Collected data entries:
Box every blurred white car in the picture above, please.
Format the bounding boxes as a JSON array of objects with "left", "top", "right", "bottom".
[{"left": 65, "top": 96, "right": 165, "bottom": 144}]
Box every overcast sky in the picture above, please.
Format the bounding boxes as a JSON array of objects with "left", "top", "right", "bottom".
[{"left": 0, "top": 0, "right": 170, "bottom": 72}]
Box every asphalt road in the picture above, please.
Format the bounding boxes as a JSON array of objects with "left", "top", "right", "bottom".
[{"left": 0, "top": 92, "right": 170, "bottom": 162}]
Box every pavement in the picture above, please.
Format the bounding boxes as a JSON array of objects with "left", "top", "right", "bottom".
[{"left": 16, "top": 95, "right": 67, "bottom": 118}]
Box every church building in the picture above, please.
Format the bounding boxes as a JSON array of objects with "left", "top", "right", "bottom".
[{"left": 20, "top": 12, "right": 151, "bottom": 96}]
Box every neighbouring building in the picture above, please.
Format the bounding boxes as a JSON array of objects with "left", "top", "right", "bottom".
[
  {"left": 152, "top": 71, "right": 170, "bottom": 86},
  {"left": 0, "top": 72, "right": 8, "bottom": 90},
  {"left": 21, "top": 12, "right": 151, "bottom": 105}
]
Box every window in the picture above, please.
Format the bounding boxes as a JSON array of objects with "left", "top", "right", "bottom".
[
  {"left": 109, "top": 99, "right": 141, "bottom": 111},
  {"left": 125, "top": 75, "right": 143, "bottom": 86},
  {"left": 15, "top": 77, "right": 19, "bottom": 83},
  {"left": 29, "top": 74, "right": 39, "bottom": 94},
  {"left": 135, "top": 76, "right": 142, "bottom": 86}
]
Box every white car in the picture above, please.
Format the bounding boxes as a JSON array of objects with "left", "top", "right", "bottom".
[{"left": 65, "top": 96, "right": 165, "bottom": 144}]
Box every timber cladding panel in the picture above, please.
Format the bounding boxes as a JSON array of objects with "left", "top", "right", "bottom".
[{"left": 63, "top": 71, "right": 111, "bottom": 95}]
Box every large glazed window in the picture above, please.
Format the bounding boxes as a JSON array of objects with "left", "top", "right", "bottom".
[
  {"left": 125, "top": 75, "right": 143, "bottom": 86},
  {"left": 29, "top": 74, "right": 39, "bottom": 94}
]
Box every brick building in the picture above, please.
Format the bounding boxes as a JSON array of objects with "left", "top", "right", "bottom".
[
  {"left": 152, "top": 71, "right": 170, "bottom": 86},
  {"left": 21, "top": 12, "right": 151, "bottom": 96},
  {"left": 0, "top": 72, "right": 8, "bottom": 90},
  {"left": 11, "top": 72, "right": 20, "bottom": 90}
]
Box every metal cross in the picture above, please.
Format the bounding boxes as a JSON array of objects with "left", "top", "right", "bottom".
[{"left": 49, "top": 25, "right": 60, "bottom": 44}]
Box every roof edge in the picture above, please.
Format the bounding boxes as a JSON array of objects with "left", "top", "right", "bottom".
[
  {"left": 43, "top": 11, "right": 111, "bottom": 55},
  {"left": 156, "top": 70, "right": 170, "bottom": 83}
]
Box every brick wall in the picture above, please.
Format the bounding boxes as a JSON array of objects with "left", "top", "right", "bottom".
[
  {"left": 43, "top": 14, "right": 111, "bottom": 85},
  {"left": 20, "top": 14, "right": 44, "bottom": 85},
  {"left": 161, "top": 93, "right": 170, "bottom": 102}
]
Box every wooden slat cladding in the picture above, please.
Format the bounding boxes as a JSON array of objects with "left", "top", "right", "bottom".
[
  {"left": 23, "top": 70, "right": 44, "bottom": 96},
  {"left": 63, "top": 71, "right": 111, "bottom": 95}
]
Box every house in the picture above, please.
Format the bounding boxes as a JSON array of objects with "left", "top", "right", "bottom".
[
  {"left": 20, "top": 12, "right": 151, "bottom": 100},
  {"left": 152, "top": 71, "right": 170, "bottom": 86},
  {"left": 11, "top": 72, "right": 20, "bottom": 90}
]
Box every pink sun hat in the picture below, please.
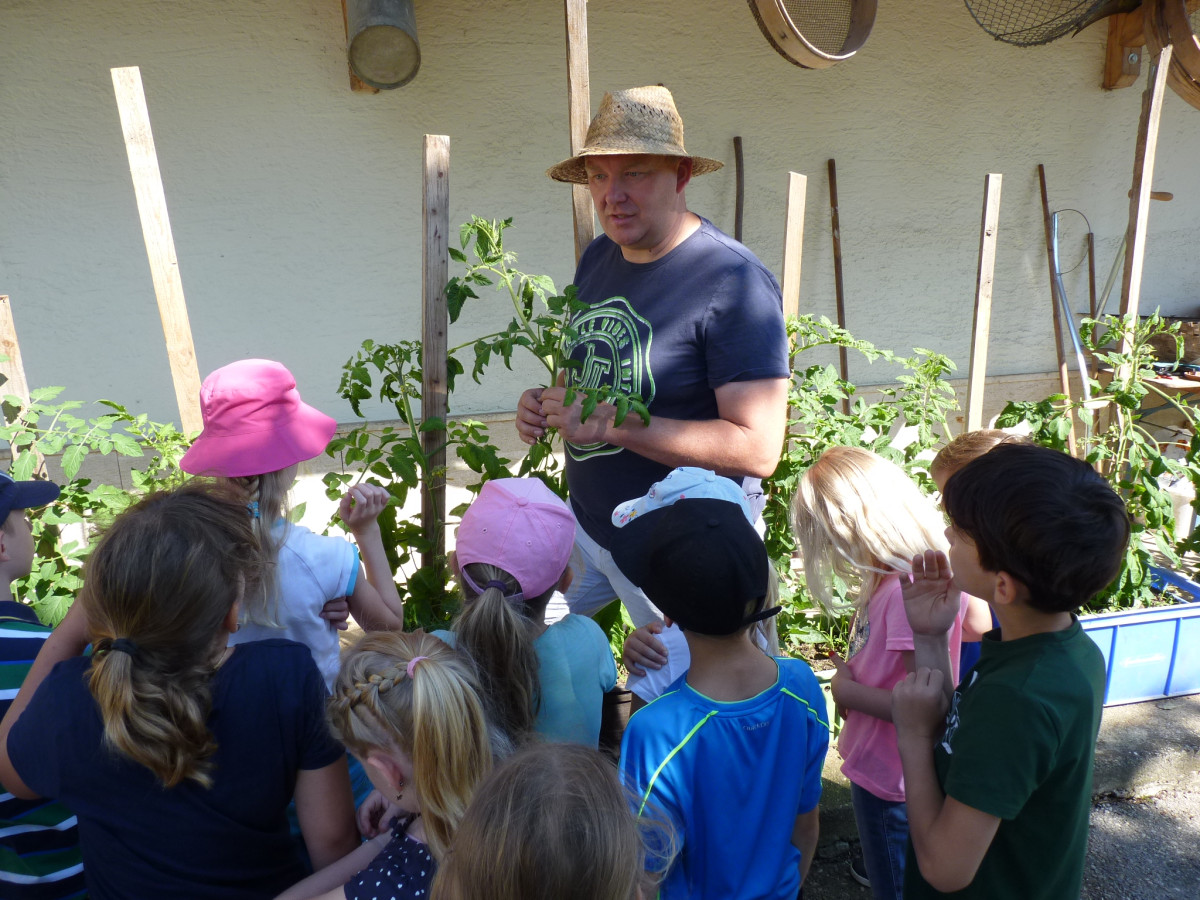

Required task: Reproduce the stretch from the line containing "Box every wooden" through the end of the items, keeping the requests, but scale every bounding-box coordinate in the answers by 0.75 and round each to a whole number, with halves rounded up. Leave the pictures out of your answer.

Answer to the task:
Box every wooden slat cladding in the picture above, please.
Format the bounding boxes as a JSON array of objects with "left", "top", "right", "bottom".
[
  {"left": 17, "top": 53, "right": 33, "bottom": 72},
  {"left": 47, "top": 53, "right": 83, "bottom": 71}
]
Box every house in the picture above, please.
Format the bounding boxes as a JSON array of objects with "left", "top", "right", "bottom".
[
  {"left": 15, "top": 9, "right": 113, "bottom": 75},
  {"left": 114, "top": 53, "right": 128, "bottom": 65},
  {"left": 8, "top": 54, "right": 15, "bottom": 68}
]
Box every pink sun hat in the picture below, please.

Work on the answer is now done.